» Task to complete
Identify the line that contains "For every instance of the wooden barrel, mark" in the material. Output it and every line after it, unchanged, through the end.

» Items
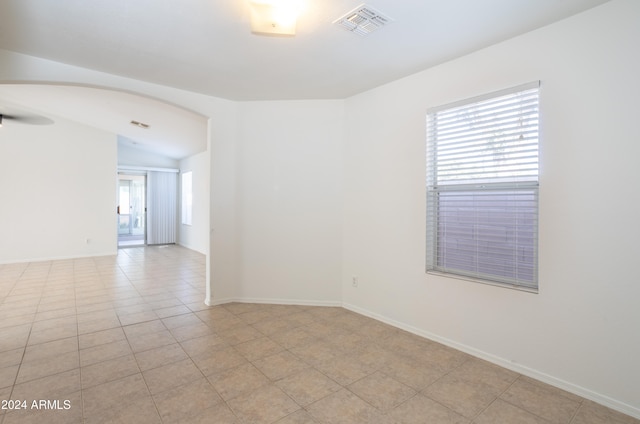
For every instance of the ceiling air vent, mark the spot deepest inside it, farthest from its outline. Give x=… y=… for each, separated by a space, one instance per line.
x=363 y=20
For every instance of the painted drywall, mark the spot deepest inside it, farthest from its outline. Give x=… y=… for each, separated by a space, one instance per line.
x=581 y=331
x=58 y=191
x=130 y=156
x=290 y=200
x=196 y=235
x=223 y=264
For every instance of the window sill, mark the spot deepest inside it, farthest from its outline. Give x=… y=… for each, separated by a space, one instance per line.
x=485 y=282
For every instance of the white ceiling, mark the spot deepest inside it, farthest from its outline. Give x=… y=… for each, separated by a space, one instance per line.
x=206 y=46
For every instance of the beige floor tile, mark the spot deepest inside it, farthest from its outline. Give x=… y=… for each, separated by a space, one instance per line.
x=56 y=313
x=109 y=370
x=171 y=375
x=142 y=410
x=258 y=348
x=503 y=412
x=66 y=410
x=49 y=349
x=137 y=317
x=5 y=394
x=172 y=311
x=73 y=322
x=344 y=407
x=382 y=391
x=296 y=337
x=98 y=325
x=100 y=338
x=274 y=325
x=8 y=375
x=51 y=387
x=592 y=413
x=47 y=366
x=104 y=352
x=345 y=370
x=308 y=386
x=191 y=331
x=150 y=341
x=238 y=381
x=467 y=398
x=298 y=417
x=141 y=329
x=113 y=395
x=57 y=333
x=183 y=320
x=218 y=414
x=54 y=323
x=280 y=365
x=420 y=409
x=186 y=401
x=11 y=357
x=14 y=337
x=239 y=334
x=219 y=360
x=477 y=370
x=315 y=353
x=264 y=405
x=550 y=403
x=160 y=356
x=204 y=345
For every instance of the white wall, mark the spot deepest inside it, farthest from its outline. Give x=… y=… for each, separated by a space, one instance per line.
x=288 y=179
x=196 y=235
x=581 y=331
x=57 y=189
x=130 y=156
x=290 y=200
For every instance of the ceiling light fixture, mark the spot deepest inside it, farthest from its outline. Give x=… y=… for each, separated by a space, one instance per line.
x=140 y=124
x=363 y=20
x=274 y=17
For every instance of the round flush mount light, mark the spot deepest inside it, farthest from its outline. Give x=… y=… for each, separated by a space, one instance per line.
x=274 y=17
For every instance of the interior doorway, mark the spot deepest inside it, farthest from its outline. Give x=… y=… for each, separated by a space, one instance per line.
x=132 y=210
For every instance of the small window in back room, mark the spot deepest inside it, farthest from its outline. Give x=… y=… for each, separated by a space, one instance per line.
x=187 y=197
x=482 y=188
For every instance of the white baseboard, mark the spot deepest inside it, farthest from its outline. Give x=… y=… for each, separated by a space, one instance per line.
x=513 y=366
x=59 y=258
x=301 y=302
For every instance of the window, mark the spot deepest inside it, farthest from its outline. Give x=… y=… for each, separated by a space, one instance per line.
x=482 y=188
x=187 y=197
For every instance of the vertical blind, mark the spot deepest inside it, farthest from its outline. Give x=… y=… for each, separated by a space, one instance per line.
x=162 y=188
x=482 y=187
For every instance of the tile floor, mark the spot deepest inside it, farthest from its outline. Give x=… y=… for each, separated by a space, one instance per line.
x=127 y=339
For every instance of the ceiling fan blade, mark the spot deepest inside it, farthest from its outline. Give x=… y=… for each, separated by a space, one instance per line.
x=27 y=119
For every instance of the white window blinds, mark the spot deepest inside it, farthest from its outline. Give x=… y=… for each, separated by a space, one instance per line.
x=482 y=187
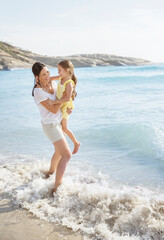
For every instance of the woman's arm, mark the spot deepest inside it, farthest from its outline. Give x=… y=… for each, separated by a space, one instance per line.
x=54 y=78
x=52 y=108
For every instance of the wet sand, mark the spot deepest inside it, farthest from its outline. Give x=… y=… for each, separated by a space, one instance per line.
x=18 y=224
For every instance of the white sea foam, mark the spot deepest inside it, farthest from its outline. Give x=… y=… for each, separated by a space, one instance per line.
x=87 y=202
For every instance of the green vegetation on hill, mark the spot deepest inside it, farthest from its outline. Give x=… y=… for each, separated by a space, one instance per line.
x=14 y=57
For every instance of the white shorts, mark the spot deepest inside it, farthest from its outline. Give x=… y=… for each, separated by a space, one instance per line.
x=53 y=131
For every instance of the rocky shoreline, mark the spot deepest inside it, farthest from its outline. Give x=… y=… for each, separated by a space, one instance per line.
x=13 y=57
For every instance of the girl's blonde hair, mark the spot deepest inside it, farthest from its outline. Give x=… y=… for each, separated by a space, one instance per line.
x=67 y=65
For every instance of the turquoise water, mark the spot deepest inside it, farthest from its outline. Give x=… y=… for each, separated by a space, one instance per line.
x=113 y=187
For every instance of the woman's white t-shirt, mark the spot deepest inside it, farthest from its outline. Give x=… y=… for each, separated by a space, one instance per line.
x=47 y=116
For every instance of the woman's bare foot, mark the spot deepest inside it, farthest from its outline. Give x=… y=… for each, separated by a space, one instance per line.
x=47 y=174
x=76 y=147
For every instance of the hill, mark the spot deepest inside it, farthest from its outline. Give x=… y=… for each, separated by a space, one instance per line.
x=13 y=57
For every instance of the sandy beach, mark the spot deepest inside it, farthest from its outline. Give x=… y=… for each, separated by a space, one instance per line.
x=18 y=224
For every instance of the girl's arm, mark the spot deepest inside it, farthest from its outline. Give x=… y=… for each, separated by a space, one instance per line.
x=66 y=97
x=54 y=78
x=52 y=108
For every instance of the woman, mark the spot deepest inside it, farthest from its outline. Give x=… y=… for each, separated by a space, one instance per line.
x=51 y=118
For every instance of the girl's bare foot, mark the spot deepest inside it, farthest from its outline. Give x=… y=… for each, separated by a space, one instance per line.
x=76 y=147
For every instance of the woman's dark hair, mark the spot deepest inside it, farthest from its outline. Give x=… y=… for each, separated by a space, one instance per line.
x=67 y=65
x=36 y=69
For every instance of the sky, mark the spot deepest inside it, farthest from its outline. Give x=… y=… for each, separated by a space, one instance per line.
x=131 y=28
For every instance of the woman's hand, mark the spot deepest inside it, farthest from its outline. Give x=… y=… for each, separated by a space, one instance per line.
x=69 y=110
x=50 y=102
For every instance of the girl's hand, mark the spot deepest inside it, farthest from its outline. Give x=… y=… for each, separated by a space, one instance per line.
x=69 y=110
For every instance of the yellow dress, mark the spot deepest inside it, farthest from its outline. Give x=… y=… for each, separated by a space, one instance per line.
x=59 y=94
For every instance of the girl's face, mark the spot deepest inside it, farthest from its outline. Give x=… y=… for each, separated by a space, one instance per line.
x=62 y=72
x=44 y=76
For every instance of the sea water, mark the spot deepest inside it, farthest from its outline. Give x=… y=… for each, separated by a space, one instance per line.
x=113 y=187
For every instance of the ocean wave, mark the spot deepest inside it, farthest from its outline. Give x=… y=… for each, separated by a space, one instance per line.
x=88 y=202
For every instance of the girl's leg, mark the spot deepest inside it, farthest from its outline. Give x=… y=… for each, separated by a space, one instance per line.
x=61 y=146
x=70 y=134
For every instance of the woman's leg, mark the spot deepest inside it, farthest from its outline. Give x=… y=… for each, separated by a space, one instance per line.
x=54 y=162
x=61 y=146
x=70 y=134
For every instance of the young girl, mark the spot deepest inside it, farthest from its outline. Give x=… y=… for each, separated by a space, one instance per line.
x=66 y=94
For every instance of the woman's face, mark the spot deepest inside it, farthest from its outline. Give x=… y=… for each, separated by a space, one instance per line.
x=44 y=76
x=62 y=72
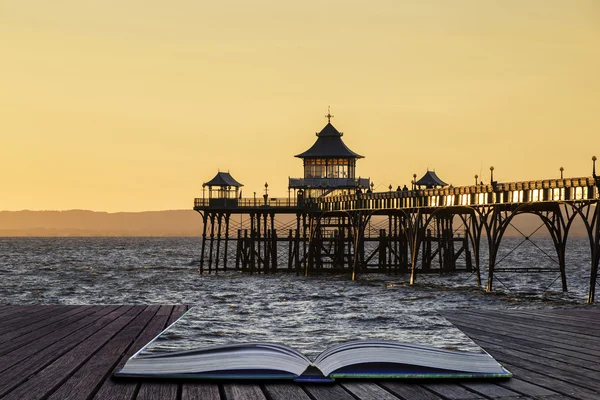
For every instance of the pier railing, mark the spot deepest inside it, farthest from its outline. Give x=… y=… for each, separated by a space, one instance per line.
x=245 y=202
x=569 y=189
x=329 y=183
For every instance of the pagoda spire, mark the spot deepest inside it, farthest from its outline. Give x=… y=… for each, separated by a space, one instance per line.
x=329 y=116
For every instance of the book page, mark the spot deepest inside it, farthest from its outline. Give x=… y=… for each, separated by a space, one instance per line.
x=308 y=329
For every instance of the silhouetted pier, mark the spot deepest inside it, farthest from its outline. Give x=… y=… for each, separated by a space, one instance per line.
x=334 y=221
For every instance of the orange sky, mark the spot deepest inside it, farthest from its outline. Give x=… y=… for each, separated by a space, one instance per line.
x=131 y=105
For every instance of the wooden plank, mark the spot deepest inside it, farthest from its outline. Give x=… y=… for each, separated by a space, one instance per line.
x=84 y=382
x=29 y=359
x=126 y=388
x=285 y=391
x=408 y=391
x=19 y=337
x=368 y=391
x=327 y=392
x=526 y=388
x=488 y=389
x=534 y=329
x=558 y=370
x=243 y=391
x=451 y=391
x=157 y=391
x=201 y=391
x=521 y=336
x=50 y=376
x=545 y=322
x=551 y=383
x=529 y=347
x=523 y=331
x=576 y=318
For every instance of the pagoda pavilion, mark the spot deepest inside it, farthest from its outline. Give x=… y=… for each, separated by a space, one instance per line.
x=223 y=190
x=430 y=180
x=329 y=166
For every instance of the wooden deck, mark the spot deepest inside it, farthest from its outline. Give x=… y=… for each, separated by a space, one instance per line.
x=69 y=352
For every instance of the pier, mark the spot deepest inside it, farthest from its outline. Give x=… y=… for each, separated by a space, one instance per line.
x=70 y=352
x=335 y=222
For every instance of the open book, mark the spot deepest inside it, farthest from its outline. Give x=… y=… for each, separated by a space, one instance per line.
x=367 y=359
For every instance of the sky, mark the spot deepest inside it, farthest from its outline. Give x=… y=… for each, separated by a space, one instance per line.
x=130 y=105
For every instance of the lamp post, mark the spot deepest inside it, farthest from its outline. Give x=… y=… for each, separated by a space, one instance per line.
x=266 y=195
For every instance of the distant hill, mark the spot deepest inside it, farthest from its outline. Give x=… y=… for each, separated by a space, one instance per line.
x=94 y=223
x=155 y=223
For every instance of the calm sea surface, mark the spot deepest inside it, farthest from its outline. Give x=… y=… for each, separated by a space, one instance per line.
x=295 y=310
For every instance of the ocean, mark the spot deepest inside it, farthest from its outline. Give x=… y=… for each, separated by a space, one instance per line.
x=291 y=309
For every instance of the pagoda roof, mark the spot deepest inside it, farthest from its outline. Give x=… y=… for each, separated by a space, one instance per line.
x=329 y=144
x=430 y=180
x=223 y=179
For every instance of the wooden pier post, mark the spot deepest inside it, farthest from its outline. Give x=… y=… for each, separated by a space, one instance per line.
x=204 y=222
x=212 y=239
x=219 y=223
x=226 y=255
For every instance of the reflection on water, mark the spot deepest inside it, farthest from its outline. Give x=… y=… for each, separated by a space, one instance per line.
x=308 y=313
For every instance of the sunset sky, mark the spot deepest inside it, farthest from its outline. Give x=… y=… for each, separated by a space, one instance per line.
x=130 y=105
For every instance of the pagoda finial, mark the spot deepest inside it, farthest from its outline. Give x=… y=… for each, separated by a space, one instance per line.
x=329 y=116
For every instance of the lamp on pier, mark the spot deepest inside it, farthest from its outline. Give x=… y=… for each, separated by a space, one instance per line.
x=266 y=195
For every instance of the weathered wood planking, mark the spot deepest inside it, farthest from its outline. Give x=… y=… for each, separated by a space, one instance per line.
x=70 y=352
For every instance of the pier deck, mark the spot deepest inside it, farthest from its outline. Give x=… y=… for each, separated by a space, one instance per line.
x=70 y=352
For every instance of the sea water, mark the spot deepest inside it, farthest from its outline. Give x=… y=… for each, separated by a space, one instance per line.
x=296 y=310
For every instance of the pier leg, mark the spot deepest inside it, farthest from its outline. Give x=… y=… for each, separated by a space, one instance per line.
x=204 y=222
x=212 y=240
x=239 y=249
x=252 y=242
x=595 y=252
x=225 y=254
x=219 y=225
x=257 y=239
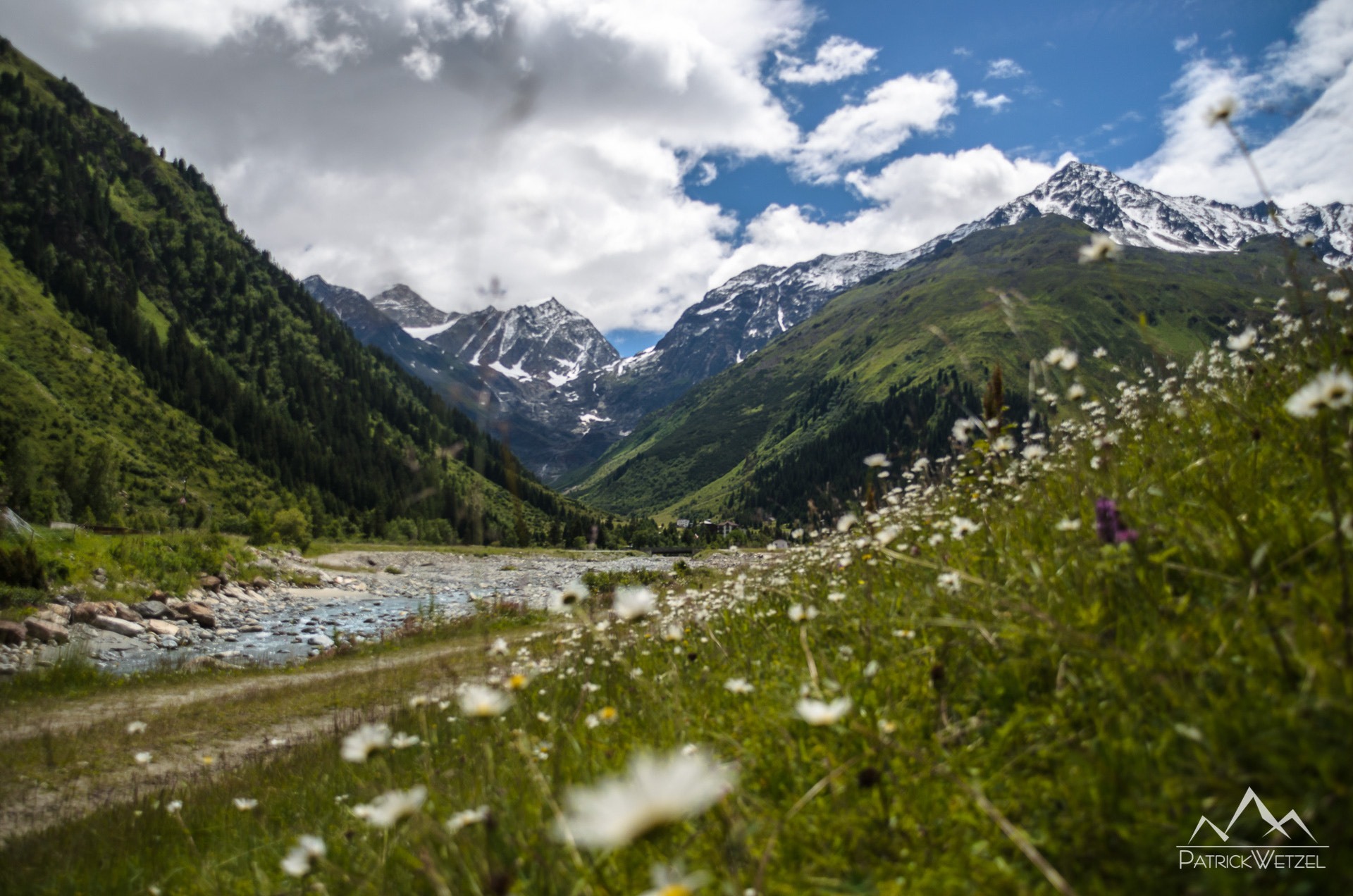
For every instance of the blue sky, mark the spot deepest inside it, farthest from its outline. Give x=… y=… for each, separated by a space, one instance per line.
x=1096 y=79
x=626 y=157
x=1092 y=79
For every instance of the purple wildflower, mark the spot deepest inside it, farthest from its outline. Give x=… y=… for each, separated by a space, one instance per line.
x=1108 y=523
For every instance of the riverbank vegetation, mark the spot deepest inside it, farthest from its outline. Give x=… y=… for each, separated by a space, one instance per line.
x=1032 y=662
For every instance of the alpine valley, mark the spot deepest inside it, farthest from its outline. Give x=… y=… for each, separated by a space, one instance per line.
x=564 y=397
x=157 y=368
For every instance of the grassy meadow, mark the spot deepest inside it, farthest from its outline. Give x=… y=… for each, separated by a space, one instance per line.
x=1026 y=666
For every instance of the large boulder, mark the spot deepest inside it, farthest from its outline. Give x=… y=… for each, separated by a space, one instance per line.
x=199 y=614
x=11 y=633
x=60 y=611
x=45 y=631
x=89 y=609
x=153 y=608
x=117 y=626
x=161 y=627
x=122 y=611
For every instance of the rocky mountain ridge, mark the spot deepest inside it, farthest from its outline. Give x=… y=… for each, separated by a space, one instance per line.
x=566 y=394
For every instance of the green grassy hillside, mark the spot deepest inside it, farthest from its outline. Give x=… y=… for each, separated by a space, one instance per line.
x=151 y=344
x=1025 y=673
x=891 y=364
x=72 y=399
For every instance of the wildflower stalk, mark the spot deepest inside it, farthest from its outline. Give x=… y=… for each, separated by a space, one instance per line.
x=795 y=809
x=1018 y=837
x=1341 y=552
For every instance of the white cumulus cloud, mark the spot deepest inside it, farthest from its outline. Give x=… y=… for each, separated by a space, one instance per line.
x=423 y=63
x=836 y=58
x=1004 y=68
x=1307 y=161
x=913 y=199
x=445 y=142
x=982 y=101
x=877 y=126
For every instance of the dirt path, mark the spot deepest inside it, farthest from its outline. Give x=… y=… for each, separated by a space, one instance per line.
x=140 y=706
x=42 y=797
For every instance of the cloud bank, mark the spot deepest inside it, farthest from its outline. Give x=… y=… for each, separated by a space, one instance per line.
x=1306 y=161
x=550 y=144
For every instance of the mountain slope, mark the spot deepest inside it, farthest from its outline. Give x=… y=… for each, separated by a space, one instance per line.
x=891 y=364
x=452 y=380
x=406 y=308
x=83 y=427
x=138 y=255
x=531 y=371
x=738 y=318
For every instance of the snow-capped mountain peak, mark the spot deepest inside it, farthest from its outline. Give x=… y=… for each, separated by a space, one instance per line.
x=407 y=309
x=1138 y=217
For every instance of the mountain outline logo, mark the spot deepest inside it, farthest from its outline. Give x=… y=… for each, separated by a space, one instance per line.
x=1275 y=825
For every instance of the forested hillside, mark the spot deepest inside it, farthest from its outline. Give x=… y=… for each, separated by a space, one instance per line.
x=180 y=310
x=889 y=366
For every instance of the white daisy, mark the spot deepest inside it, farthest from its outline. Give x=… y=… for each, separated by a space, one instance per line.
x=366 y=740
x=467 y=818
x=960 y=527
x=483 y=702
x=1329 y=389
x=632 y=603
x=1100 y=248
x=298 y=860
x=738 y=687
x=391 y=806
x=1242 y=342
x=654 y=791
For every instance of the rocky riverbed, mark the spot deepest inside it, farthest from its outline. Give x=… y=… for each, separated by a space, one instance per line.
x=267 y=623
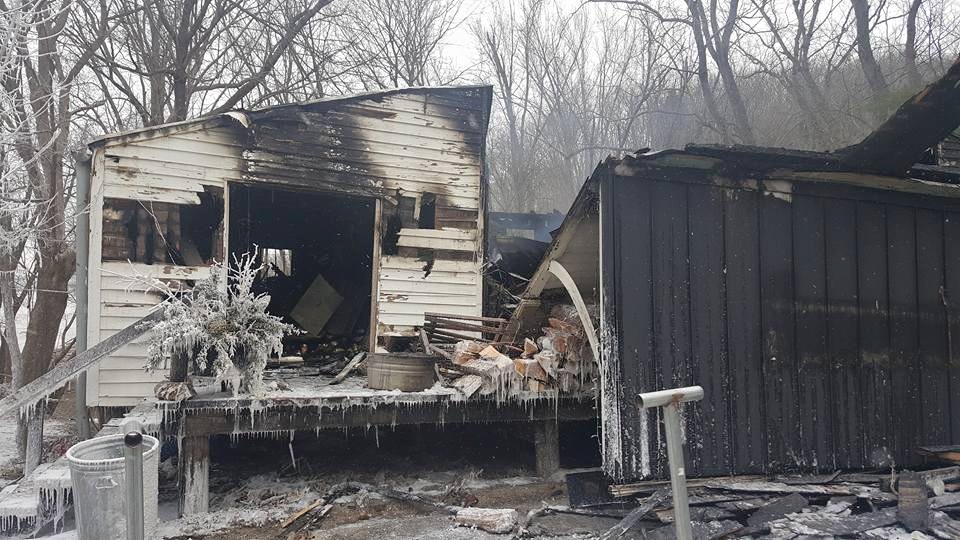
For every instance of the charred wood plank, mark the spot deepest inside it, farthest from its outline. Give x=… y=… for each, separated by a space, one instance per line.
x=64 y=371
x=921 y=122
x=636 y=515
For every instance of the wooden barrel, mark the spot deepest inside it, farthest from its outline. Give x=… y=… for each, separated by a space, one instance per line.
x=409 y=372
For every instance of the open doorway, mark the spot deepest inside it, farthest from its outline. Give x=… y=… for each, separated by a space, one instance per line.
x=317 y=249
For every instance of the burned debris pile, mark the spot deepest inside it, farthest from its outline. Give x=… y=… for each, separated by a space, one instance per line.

» Response to this task
For every instance of the wooden barrel, mark the spot deepest inside it, farthest from its outline. Give x=… y=… for each, separated by a space, one instance per line.
x=409 y=372
For every instance of the open doorway, mark the spot deepest inside it, farthest from its outline. Give x=… y=… for each, separated by a space, one instance per line.
x=317 y=249
For every instance of the burned debris pile, mark the spot deepest inside it, farthest from its outline. Give x=… y=… for each, separated by a space, one instance per line.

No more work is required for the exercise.